Copy exactly the lines of the material below, starting with the first and including the line that holds "315, row 20".

▬▬▬▬▬▬

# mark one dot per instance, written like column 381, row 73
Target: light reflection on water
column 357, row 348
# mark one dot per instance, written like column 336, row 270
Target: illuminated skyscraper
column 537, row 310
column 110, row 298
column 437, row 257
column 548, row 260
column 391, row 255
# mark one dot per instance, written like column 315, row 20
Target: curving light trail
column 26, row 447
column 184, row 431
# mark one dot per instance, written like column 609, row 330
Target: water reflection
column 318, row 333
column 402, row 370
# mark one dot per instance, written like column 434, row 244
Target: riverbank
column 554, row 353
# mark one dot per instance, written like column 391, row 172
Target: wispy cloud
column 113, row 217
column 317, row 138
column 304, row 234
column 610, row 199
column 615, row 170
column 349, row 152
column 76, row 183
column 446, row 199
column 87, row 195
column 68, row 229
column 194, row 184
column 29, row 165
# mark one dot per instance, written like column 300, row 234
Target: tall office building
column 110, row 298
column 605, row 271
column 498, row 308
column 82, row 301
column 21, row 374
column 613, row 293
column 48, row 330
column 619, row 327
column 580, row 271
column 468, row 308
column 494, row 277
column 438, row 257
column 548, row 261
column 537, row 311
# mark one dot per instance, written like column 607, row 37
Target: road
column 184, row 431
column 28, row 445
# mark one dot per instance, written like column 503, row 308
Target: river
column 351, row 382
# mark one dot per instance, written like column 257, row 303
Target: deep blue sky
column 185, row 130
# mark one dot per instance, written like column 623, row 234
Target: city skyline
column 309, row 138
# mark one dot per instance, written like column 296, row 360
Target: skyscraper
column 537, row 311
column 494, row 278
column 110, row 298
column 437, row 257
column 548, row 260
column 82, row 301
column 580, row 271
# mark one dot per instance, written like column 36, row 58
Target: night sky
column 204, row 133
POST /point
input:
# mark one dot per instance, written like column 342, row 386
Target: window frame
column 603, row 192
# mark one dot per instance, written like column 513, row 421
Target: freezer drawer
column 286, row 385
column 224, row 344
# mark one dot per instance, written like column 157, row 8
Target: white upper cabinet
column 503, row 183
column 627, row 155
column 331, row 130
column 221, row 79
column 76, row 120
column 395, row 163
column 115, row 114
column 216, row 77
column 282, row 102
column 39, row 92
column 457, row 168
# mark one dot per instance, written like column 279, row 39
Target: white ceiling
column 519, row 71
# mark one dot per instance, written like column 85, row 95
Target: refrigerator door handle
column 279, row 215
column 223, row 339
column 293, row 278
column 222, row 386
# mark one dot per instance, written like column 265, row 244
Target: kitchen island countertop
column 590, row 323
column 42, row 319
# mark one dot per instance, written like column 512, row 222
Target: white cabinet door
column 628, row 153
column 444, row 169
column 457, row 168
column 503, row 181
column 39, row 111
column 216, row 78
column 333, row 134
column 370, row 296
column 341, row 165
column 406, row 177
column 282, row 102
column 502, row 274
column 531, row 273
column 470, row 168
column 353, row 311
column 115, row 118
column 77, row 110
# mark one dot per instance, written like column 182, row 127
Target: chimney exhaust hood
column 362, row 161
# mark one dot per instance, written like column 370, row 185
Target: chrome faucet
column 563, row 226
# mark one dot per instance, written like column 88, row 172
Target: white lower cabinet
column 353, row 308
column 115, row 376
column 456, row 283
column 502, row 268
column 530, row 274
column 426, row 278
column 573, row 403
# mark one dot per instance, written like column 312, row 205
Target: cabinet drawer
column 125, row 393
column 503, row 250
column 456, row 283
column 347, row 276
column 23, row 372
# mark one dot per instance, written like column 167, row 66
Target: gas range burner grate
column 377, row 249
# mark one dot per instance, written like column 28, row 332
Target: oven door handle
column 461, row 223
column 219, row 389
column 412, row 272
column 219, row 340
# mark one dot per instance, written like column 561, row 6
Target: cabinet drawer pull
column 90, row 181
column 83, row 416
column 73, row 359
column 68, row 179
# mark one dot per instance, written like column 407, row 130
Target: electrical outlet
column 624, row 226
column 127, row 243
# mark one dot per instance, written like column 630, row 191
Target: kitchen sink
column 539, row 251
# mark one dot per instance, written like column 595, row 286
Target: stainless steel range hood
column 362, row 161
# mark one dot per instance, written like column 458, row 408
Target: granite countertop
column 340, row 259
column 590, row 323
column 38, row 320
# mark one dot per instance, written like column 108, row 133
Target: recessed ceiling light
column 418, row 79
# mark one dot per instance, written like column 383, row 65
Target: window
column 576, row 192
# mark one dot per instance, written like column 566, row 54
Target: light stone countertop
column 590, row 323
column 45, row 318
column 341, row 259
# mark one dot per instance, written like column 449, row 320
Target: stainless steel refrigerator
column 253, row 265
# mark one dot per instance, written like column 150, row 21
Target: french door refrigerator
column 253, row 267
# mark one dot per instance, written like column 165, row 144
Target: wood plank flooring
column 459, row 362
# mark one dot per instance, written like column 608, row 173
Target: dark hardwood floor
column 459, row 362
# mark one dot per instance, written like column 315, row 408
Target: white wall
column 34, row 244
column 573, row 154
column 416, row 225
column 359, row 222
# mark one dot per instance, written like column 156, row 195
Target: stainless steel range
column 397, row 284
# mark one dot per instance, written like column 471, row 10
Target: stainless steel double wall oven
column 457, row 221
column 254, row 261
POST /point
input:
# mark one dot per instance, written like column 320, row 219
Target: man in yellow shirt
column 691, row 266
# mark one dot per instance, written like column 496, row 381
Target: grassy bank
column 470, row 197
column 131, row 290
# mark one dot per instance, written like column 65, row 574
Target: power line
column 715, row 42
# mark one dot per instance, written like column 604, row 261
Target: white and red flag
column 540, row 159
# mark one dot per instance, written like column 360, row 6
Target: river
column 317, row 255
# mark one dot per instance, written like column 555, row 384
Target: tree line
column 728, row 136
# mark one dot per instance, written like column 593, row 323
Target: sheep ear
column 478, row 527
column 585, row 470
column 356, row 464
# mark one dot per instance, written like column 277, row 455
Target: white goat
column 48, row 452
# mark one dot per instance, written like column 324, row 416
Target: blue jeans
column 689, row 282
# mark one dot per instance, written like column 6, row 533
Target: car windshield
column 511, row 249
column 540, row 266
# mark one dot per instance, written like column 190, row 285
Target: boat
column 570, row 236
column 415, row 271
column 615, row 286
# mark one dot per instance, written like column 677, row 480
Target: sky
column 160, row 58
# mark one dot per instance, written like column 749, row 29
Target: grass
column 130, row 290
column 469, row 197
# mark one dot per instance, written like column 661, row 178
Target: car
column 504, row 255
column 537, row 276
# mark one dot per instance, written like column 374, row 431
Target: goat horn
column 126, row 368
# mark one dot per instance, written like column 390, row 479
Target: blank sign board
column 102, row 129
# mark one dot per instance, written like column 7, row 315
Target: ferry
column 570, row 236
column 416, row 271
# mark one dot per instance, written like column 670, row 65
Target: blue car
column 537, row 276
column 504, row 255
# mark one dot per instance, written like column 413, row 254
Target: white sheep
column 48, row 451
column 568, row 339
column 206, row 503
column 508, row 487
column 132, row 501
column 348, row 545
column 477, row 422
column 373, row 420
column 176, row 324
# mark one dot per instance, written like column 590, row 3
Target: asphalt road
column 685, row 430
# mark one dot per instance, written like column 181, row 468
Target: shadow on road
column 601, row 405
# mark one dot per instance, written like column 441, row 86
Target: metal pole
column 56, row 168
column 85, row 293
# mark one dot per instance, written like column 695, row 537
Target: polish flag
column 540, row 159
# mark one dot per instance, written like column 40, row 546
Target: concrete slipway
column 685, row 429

▬▬▬▬▬▬

** Task response **
# mark one dot per instance, written like column 381, row 73
Target: light reflection on water
column 357, row 348
# mark one dot per instance, written like column 336, row 270
Target: illuminated skyscraper
column 537, row 310
column 110, row 298
column 437, row 257
column 548, row 260
column 391, row 255
# mark one dot per instance, written like column 315, row 20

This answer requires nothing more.